[Saved dataset items]
[Begin]
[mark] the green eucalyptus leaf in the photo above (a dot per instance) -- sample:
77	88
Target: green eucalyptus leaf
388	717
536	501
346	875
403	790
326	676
[End]
Do this: Write out the data above again, keeping every line the same as it appears.

Worked solution:
[mark] the green eucalyptus leaf in the photo above (a dot per instance) -- sample:
77	88
Target: green eucalyptus leaf
388	717
536	501
346	875
403	790
326	676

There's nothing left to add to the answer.